====== SOURCE DATA ======

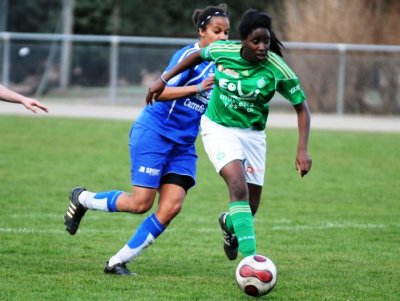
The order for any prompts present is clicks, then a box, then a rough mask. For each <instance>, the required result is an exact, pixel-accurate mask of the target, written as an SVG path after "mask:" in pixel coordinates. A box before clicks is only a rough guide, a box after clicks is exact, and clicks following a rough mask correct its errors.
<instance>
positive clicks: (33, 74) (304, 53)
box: [0, 0, 400, 115]
mask: <svg viewBox="0 0 400 301" xmlns="http://www.w3.org/2000/svg"><path fill="white" fill-rule="evenodd" d="M222 2H223V3H226V4H227V7H228V15H229V17H230V20H231V32H230V39H239V36H238V33H237V26H238V24H239V21H240V16H241V15H242V13H243V12H244V11H246V10H247V9H248V8H256V9H261V10H264V11H266V12H267V13H268V14H269V15H270V16H271V17H273V30H274V31H275V32H276V34H277V36H278V37H279V38H280V39H281V40H282V41H283V42H284V45H285V47H286V52H285V59H286V61H287V62H288V64H289V65H290V66H291V67H292V68H293V69H294V71H295V72H296V73H297V75H298V76H299V78H300V80H301V83H302V86H303V88H304V90H305V91H306V94H307V96H308V101H309V104H310V107H311V109H312V111H313V112H320V113H335V114H374V115H399V114H400V34H399V29H400V18H399V16H400V1H398V0H368V1H367V0H352V1H347V0H323V1H322V0H264V1H261V0H246V1H228V0H226V1H200V0H198V1H187V0H169V1H163V0H35V1H31V0H0V72H1V74H0V83H1V84H3V85H5V86H7V87H9V88H11V89H13V90H15V91H17V92H19V93H22V94H25V95H27V96H28V95H30V96H34V97H36V98H38V99H40V100H41V101H43V102H44V103H46V104H48V105H49V104H51V103H55V102H60V103H79V104H102V105H134V106H143V105H144V95H145V94H146V92H147V88H148V85H149V84H151V83H152V82H153V81H154V80H155V79H156V78H157V77H158V76H159V75H160V74H161V72H162V71H163V69H164V68H165V67H166V65H167V64H168V61H169V58H170V56H171V55H172V54H173V53H174V52H175V51H176V50H177V49H178V48H180V47H182V46H184V45H187V44H189V43H192V42H195V41H196V40H197V32H196V28H195V26H194V24H193V22H192V13H193V10H194V9H196V8H204V7H206V6H208V5H218V4H220V3H222ZM272 105H273V106H275V107H276V108H277V109H281V110H286V109H288V108H289V103H287V102H286V101H285V100H283V99H281V98H280V97H279V95H277V96H276V99H274V101H273V102H272Z"/></svg>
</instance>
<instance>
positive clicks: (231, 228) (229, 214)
mask: <svg viewBox="0 0 400 301" xmlns="http://www.w3.org/2000/svg"><path fill="white" fill-rule="evenodd" d="M225 225H226V227H227V228H228V230H229V231H230V232H231V233H232V234H233V233H235V229H234V228H233V223H232V218H231V215H230V213H229V212H227V215H226V217H225Z"/></svg>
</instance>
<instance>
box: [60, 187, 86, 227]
mask: <svg viewBox="0 0 400 301" xmlns="http://www.w3.org/2000/svg"><path fill="white" fill-rule="evenodd" d="M85 190H86V188H83V187H77V188H74V189H73V190H72V191H71V193H70V195H69V200H70V203H69V207H68V210H67V213H65V215H64V224H65V226H66V230H67V231H68V232H69V234H71V235H74V234H75V233H76V231H78V228H79V223H80V222H81V219H82V217H83V216H84V215H85V213H86V211H87V208H86V207H85V206H83V205H82V204H81V203H80V202H79V200H78V196H79V195H80V194H81V193H82V191H85Z"/></svg>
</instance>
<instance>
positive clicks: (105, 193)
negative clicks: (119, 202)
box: [93, 190, 122, 212]
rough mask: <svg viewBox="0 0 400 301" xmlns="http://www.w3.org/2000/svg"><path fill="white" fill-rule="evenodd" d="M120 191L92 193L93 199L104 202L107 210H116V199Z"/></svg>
mask: <svg viewBox="0 0 400 301" xmlns="http://www.w3.org/2000/svg"><path fill="white" fill-rule="evenodd" d="M121 193H122V191H121V190H111V191H104V192H98V193H96V194H95V195H94V200H93V201H94V202H96V200H98V201H100V202H101V201H103V202H106V204H107V209H108V211H109V212H117V211H118V209H117V199H118V197H119V195H120V194H121Z"/></svg>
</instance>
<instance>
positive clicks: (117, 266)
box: [104, 261, 137, 276]
mask: <svg viewBox="0 0 400 301" xmlns="http://www.w3.org/2000/svg"><path fill="white" fill-rule="evenodd" d="M104 273H106V274H114V275H120V276H136V275H137V274H135V273H132V272H131V271H129V270H128V268H127V267H126V263H117V264H115V265H113V266H112V267H110V266H109V265H108V261H107V262H106V266H105V267H104Z"/></svg>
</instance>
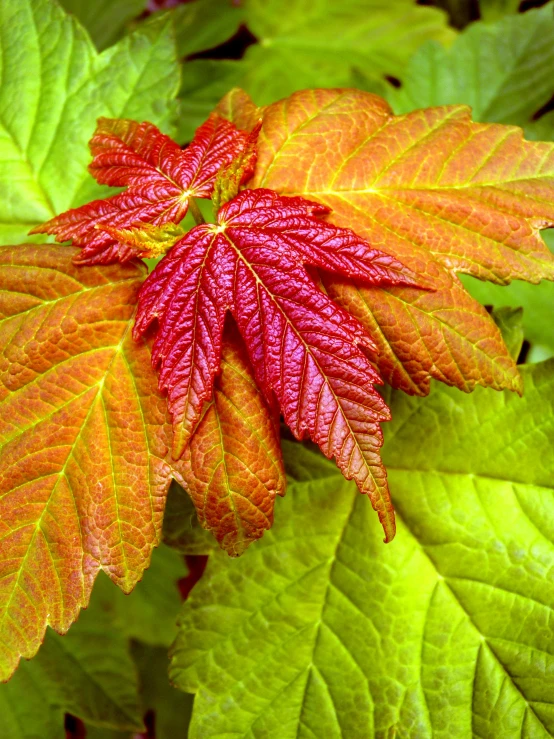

======

YOUR OBJECTIVE
Recast the stretch from the line containing "rough mask: <svg" through the end of the rows as a Markdown table with the columns No. and Text, one numbered line per table row, skipping blank lines. Leave out the pictures.

ANSWER SPACE
| No. | Text |
|---|---|
| 1 | rough mask: <svg viewBox="0 0 400 301" xmlns="http://www.w3.org/2000/svg"><path fill="white" fill-rule="evenodd" d="M120 191L92 193L93 199L104 202L107 210H116V199Z"/></svg> |
| 2 | mask: <svg viewBox="0 0 400 301" xmlns="http://www.w3.org/2000/svg"><path fill="white" fill-rule="evenodd" d="M121 193H122V191H121V190H111V191H104V192H98V193H96V194H95V195H94V200H93V201H94V202H96V200H98V201H100V202H101V201H103V202H106V204H107V209H108V211H109V212H117V211H118V209H117V199H118V197H119V195H120V194H121Z"/></svg> |
| 3 | </instance> |
| 4 | <instance> |
| 5 | positive clicks: (117, 266) |
| 6 | box: [104, 261, 137, 276] |
| 7 | mask: <svg viewBox="0 0 400 301" xmlns="http://www.w3.org/2000/svg"><path fill="white" fill-rule="evenodd" d="M104 273H106V274H114V275H120V276H136V275H137V274H135V273H132V272H131V271H129V270H128V268H127V267H126V263H117V264H115V265H113V266H112V267H110V266H109V265H108V261H107V262H106V266H105V267H104Z"/></svg> |
| 8 | </instance> |